Segment Start: EXERCISE MATERIAL

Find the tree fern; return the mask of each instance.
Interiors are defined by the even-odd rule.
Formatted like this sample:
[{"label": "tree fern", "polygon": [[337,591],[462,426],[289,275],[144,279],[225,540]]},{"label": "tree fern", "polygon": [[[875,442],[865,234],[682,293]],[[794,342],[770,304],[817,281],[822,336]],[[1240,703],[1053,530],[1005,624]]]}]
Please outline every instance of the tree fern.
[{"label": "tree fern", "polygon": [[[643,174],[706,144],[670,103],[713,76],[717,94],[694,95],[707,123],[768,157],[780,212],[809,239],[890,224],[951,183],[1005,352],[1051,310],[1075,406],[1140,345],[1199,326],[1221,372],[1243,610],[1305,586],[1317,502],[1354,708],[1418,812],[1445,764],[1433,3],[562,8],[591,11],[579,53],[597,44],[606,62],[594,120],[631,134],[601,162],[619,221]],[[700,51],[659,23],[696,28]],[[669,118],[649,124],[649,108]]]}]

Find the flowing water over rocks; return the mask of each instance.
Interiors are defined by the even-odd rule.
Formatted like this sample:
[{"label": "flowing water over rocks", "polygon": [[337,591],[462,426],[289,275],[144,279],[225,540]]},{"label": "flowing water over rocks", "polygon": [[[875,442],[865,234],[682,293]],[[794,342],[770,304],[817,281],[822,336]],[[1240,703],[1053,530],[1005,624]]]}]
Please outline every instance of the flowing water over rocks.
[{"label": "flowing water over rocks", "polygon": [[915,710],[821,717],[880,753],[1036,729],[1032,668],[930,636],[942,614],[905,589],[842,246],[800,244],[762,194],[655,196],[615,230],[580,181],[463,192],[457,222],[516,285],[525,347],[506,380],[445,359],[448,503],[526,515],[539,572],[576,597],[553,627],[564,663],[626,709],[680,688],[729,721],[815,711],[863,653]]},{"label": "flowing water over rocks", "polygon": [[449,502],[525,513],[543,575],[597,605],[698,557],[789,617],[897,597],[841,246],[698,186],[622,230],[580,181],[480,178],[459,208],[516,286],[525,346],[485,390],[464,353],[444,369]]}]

Segment End: EXERCISE MATERIAL

Copy every line of the data where "return" is found.

COMPLETED EXERCISE
Find the tree fern; return the mask of each instance.
Find the flowing water over rocks; return the mask of each instance.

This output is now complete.